### TASK DETAILS
At the line containing "Locate every instance of the gray", begin repeating lines exactly, and stop only after the final line of the records below.

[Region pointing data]
#####

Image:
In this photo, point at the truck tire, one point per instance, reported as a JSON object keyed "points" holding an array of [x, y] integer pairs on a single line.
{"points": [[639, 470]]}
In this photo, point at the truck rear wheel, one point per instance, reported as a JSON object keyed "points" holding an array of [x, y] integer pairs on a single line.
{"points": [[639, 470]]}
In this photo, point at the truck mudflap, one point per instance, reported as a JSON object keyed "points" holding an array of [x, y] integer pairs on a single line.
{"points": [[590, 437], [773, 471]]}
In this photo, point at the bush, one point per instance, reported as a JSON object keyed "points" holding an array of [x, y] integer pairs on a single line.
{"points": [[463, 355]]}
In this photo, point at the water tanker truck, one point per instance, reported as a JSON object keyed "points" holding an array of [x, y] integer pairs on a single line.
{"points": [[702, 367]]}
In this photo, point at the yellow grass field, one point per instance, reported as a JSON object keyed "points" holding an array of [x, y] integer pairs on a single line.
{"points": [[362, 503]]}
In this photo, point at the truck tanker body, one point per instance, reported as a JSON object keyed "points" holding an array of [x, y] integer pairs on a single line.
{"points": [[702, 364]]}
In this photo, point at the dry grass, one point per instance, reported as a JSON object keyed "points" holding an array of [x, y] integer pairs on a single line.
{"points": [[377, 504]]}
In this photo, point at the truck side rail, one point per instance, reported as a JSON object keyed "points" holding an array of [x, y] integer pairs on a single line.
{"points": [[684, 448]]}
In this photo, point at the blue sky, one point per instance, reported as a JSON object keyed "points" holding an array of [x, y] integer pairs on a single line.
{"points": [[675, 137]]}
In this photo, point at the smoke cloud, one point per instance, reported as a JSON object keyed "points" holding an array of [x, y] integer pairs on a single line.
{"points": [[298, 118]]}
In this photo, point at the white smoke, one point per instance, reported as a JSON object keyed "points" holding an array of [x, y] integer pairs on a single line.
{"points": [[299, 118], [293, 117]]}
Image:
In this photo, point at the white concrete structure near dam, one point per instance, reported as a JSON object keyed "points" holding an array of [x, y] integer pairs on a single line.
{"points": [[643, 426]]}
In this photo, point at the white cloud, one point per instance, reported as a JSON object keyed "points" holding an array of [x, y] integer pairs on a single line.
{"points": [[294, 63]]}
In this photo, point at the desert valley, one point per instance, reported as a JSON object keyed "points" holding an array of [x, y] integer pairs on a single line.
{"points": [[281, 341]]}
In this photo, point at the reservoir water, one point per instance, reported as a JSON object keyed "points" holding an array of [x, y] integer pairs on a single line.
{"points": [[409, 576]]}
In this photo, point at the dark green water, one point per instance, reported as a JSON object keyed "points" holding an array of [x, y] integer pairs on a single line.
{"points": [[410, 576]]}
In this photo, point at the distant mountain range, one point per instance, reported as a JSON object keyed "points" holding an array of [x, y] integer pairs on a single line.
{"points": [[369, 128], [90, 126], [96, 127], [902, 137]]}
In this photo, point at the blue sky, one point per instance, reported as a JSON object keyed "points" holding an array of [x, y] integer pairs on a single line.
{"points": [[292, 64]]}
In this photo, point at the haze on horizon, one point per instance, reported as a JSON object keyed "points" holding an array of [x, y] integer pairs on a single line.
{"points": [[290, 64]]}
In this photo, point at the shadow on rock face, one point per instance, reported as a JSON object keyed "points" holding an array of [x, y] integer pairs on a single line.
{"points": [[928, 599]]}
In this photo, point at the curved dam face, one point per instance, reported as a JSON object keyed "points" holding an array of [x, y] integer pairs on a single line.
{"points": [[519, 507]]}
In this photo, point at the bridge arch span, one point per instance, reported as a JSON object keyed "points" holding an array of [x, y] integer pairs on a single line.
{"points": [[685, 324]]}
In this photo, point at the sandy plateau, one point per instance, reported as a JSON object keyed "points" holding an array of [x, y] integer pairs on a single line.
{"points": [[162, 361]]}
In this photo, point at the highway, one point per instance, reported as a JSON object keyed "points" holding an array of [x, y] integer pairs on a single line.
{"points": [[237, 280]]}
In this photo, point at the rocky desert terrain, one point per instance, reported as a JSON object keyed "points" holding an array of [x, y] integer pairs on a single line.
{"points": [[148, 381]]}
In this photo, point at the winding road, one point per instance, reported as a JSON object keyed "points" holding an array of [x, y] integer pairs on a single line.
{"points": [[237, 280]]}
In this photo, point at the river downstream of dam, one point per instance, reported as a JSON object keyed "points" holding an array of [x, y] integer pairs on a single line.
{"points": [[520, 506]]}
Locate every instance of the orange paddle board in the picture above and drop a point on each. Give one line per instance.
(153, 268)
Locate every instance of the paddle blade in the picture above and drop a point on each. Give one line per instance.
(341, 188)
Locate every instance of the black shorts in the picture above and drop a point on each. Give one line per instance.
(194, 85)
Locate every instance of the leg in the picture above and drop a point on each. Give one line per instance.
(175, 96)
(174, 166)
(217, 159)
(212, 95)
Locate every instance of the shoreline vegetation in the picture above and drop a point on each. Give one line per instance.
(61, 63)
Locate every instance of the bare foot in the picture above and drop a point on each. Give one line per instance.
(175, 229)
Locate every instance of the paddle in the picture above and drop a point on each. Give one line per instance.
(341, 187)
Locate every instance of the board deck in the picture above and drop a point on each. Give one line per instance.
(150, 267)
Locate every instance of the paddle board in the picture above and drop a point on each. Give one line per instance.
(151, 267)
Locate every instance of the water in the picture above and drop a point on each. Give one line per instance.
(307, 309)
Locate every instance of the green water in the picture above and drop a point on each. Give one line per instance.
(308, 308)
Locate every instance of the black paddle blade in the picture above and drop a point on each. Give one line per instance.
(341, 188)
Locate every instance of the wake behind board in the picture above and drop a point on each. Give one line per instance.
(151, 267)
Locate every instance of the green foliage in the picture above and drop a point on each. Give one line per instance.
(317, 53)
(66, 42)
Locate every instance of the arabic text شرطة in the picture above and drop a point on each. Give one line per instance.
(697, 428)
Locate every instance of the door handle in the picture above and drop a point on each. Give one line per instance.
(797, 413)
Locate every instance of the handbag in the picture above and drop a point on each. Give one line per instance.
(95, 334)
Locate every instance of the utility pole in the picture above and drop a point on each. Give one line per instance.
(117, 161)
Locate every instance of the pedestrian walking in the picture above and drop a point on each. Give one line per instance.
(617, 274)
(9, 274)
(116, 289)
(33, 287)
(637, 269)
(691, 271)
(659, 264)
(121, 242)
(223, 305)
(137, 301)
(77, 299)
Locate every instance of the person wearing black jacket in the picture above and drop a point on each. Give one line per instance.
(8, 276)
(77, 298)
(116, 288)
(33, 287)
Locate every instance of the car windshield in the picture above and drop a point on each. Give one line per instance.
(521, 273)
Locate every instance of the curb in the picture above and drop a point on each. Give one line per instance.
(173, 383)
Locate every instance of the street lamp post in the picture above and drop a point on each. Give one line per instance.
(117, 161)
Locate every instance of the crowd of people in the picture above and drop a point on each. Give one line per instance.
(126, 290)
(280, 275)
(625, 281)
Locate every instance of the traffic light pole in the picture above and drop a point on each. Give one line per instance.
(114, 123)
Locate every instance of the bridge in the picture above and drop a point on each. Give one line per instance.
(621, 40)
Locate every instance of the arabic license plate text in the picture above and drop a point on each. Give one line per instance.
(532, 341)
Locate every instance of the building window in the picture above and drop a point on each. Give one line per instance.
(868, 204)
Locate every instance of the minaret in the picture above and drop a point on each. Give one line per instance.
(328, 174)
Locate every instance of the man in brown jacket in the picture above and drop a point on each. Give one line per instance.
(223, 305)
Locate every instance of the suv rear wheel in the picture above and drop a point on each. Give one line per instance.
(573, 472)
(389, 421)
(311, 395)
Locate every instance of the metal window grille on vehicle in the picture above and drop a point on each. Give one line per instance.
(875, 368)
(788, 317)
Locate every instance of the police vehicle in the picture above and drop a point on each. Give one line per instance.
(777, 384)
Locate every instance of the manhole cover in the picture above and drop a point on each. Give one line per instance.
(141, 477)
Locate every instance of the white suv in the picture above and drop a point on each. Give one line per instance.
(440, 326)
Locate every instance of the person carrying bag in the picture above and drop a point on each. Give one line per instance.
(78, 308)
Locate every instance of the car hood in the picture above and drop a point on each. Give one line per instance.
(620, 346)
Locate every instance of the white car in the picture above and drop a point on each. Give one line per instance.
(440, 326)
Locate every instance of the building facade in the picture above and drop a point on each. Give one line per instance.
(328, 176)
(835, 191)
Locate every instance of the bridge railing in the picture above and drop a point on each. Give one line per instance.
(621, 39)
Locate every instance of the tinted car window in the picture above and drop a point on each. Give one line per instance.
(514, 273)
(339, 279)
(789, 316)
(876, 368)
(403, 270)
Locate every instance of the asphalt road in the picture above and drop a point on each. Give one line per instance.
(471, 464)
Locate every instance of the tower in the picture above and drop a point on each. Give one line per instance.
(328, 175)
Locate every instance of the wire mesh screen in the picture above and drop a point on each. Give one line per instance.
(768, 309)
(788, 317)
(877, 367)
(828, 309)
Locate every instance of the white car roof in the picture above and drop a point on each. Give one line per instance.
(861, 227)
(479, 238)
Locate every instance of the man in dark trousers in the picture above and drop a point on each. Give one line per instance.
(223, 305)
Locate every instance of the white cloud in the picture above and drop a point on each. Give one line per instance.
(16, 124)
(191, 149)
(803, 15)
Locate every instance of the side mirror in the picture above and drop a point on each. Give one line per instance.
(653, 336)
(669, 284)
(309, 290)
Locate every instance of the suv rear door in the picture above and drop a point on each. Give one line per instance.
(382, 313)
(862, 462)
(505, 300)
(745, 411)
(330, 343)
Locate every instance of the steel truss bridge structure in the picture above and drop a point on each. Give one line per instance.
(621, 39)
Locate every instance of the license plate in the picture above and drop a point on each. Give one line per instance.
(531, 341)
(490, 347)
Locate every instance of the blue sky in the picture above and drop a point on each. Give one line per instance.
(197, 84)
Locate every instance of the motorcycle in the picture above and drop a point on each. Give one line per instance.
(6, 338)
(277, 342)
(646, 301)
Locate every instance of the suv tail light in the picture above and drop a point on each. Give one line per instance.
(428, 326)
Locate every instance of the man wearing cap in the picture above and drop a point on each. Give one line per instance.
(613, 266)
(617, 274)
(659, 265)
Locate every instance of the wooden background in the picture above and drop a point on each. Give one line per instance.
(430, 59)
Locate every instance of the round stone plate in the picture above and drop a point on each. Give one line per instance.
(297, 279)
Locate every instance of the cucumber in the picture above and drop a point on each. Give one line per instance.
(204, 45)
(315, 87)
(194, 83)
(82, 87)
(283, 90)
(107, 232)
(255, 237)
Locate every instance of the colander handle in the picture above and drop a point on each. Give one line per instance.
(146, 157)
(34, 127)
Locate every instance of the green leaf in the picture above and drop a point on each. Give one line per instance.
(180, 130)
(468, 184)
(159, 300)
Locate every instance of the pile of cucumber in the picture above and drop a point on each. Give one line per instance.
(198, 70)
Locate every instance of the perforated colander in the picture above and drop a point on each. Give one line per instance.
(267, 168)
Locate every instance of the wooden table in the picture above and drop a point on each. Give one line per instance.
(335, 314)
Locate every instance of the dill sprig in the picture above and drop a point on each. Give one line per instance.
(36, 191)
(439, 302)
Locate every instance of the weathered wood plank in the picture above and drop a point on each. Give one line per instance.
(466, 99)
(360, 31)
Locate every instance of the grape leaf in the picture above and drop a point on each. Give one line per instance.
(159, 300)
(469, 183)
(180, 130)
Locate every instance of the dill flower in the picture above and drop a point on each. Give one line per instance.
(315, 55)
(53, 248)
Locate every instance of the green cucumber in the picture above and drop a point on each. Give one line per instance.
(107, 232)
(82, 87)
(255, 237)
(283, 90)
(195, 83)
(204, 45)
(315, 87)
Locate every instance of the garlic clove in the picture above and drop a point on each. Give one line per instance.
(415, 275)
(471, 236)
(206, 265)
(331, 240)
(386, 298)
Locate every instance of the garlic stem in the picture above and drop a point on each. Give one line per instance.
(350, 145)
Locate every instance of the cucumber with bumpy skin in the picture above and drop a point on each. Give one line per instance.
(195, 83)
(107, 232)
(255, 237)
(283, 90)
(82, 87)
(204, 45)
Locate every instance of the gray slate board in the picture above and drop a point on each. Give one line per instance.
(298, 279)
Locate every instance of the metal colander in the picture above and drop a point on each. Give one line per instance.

#####

### OUTPUT
Locate every instance of the gray slate board in the picture above and drop a point on each. Give one line per instance.
(298, 279)
Locate every instance of the metal colander in the picture above and drop a point on each. Give one line per instance.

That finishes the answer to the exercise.